* Start DATA SHOWN *

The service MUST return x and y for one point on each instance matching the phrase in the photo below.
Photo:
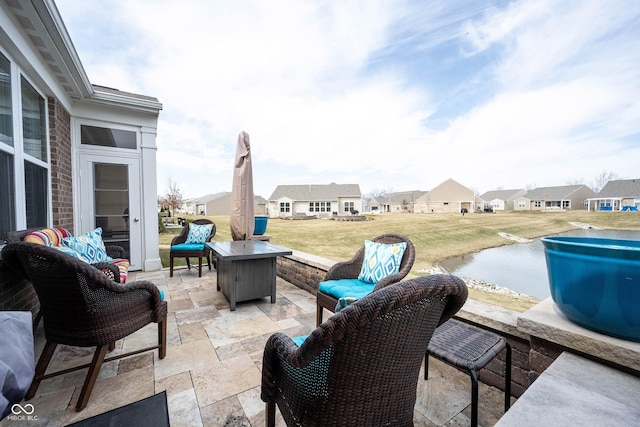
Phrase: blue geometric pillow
(90, 247)
(198, 233)
(381, 260)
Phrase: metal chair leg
(41, 367)
(474, 398)
(507, 380)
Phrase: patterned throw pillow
(90, 247)
(381, 260)
(198, 233)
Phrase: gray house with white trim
(501, 200)
(618, 195)
(565, 197)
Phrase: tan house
(72, 154)
(322, 201)
(448, 197)
(500, 200)
(220, 204)
(618, 195)
(402, 201)
(566, 197)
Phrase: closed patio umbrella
(242, 222)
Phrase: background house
(573, 197)
(622, 194)
(500, 200)
(322, 201)
(72, 154)
(448, 197)
(402, 201)
(220, 204)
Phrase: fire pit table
(246, 269)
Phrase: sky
(391, 95)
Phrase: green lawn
(435, 236)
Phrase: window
(105, 137)
(33, 122)
(7, 194)
(6, 110)
(348, 206)
(319, 206)
(36, 197)
(24, 152)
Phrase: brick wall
(16, 293)
(61, 164)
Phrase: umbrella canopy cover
(242, 222)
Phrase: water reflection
(520, 267)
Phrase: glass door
(111, 203)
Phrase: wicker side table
(469, 349)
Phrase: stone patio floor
(212, 370)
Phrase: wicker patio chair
(114, 251)
(361, 366)
(181, 249)
(82, 307)
(351, 270)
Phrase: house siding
(448, 197)
(61, 167)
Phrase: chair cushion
(47, 236)
(299, 340)
(89, 246)
(193, 247)
(342, 288)
(198, 233)
(381, 260)
(67, 250)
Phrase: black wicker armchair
(82, 307)
(361, 366)
(181, 249)
(351, 269)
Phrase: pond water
(520, 267)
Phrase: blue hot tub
(595, 282)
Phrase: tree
(575, 181)
(173, 199)
(601, 180)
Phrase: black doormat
(149, 412)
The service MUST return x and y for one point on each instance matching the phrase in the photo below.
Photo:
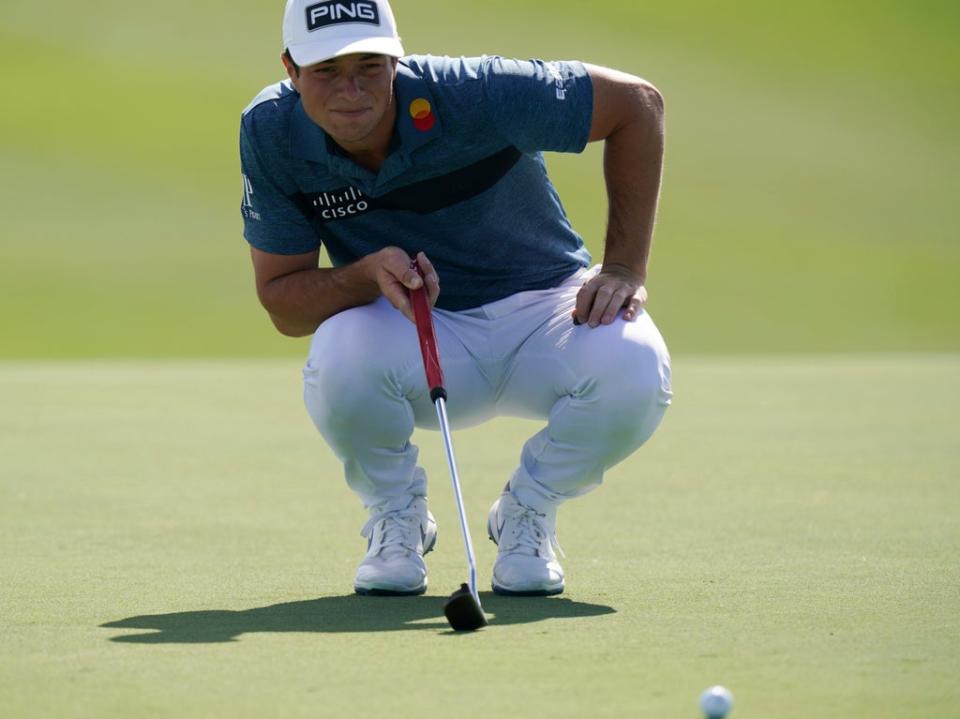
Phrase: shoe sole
(377, 592)
(549, 592)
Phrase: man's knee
(356, 358)
(632, 391)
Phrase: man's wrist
(637, 273)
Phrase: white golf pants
(602, 391)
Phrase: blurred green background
(812, 161)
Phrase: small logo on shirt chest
(336, 13)
(340, 204)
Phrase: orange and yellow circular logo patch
(422, 113)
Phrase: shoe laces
(398, 532)
(527, 531)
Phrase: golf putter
(463, 609)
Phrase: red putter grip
(428, 338)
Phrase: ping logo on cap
(322, 14)
(422, 113)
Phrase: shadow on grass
(349, 613)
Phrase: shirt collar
(417, 124)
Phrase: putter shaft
(458, 496)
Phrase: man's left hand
(616, 287)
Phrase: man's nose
(350, 85)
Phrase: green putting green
(179, 543)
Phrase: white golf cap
(317, 30)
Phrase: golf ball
(716, 702)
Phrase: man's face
(351, 98)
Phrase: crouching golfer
(379, 156)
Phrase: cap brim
(314, 52)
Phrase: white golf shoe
(397, 541)
(526, 563)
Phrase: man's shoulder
(273, 101)
(445, 71)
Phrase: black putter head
(463, 612)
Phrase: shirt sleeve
(272, 221)
(538, 105)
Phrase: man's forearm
(300, 301)
(633, 164)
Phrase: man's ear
(293, 70)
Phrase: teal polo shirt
(465, 180)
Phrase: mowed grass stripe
(791, 532)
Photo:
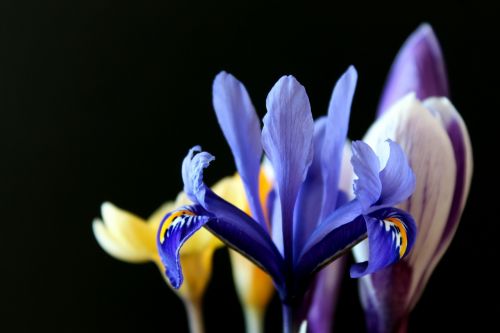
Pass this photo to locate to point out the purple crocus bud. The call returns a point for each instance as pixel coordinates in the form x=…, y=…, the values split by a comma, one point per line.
x=419, y=68
x=436, y=141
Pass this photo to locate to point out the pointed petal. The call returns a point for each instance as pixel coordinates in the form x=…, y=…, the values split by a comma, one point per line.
x=419, y=67
x=366, y=165
x=391, y=235
x=129, y=229
x=241, y=127
x=327, y=283
x=397, y=177
x=462, y=149
x=287, y=138
x=230, y=224
x=116, y=248
x=431, y=157
x=337, y=125
x=309, y=202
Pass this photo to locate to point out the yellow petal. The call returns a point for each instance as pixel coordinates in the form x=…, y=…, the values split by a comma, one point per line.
x=116, y=248
x=253, y=286
x=129, y=230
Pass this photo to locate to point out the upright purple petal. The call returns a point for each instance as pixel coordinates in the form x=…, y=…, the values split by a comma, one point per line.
x=309, y=202
x=230, y=224
x=241, y=127
x=397, y=177
x=287, y=138
x=366, y=165
x=391, y=235
x=337, y=125
x=419, y=67
x=334, y=244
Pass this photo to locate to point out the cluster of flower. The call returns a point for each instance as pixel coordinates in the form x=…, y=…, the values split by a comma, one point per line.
x=304, y=196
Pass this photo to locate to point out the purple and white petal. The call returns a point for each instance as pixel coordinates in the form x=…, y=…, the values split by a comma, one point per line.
x=419, y=68
x=430, y=154
x=287, y=138
x=241, y=127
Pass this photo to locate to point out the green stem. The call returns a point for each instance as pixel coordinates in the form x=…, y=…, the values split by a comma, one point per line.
x=254, y=319
x=195, y=316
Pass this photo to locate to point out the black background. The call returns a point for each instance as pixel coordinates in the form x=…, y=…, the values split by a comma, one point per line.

* End DATA SHOWN *

▸ EXERCISE INSTRUCTIONS:
Keep the pictures out of the copy and write out the data exactly as it stands.

▸ OUTPUT FOR THIS TASK:
The service MUST return x and y for one point on each instance matching the phrase in the photo below.
Photo:
Phrase: blue geometric pillow
(90, 247)
(198, 233)
(381, 260)
Phrase: metal chair leg
(41, 367)
(474, 398)
(507, 380)
Phrase: patterned throw pillow
(90, 247)
(381, 260)
(198, 233)
Phrase: gray house with white trim
(501, 200)
(618, 195)
(565, 197)
Phrase: tan house
(72, 154)
(322, 201)
(448, 197)
(500, 200)
(220, 204)
(618, 195)
(402, 201)
(566, 197)
Phrase: closed patio umbrella
(242, 222)
Phrase: background house
(573, 197)
(622, 194)
(500, 200)
(322, 201)
(72, 154)
(448, 197)
(402, 201)
(220, 204)
Phrase: fire pit table
(246, 269)
Phrase: sky
(391, 95)
Phrase: green lawn
(435, 236)
Phrase: window
(105, 137)
(33, 122)
(7, 194)
(6, 110)
(348, 206)
(319, 206)
(36, 197)
(24, 152)
Phrase: brick wall
(16, 293)
(61, 164)
Phrase: umbrella canopy cover
(242, 222)
Phrase: water reflection
(520, 267)
Phrase: glass door
(111, 203)
Phrase: wicker side table
(469, 349)
Phrase: stone patio floor
(212, 370)
Phrase: wicker patio chair
(114, 251)
(361, 366)
(181, 249)
(82, 307)
(351, 270)
Phrase: house siding
(448, 197)
(61, 167)
Phrase: chair cushion
(47, 236)
(299, 340)
(89, 246)
(193, 247)
(342, 288)
(198, 233)
(381, 260)
(67, 250)
Phrase: black wicker armchair
(82, 307)
(361, 366)
(181, 249)
(351, 269)
Phrase: pond water
(520, 267)
Phrase: blue hot tub
(595, 282)
Phrase: tree
(575, 181)
(173, 199)
(601, 180)
Phrase: black doormat
(149, 412)
The service MUST return x and y for one point on each instance matching the phrase in the photo below.
Photo:
Phrase: shoe sole
(377, 592)
(549, 592)
Phrase: man's knee
(356, 358)
(632, 391)
Phrase: man's wrist
(637, 273)
Phrase: white golf pants
(602, 391)
Phrase: blurred green background
(812, 161)
Phrase: small logo on shirt chest
(336, 13)
(340, 204)
Phrase: orange and yellow circular logo patch
(422, 113)
Phrase: shoe laces
(398, 532)
(527, 531)
Phrase: golf putter
(463, 609)
Phrase: red putter grip
(428, 338)
Phrase: ping logo on cap
(322, 14)
(422, 113)
Phrase: shadow on grass
(349, 613)
Phrase: shirt collar
(417, 124)
Phrase: putter shaft
(458, 496)
Phrase: man's left hand
(616, 287)
Phrase: man's nose
(350, 85)
Phrase: green putting green
(179, 543)
Phrase: white golf cap
(317, 30)
Phrase: golf ball
(716, 702)
Phrase: man's face
(351, 98)
Phrase: crouching golfer
(379, 156)
Phrase: cap brim
(314, 52)
Phrase: white golf shoe
(397, 541)
(526, 563)
Phrase: man's shoulder
(273, 101)
(445, 71)
Phrase: black putter head
(463, 612)
Phrase: shirt sleeve
(272, 221)
(538, 105)
Phrase: man's forearm
(300, 301)
(633, 164)
Phrase: man's ear
(293, 70)
Phrase: teal polo shirt
(465, 180)
Phrase: mowed grass stripe
(791, 532)
Photo:
Pass this photo to locate to point out the purple crocus bud. The call returns a point for each instance as pixel coordinates in the form x=…, y=…, the values split by a comma, one point per line.
x=419, y=68
x=436, y=141
Pass this photo to locate to point out the pointed petal. The call returns a point for each instance as pixel coordinates in the form x=…, y=…, the values split by a comma, one point per line.
x=419, y=67
x=366, y=165
x=391, y=235
x=129, y=229
x=241, y=127
x=327, y=283
x=397, y=177
x=462, y=149
x=287, y=138
x=230, y=224
x=116, y=248
x=431, y=157
x=337, y=125
x=309, y=202
Pass this photo to locate to point out the yellow petal. The call returns a point for each instance as pixel coordinates in the form x=…, y=…, the values split by a comma, one point per line.
x=116, y=248
x=253, y=286
x=129, y=230
Pass this photo to locate to point out the upright purple petal. The call returns a point for each instance as pixel coordinates in the form x=…, y=…, the values split by a comma, one point per line.
x=309, y=202
x=230, y=224
x=241, y=127
x=397, y=177
x=287, y=138
x=366, y=165
x=391, y=235
x=337, y=125
x=419, y=67
x=334, y=244
Pass this photo to locate to point out the cluster of flower. The call returns a point for each instance as pixel coordinates in the form x=…, y=…, the values split by a comma, one point per line.
x=304, y=196
Pass this photo to locate to point out the purple and white petal. The call returns a point for each instance as pixel coordinates in the form x=…, y=…, the values split by a comma, one point per line.
x=419, y=68
x=430, y=154
x=287, y=138
x=241, y=127
Pass this photo to locate to point out the green stem. The call returns a point for each instance as pixel coordinates in the form x=…, y=…, the values split by a comma, one point per line.
x=254, y=319
x=195, y=316
Pass this photo to locate to point out the black background. The call returns a point for each instance as pixel coordinates in the form x=…, y=…, the values split by a comma, one point per line.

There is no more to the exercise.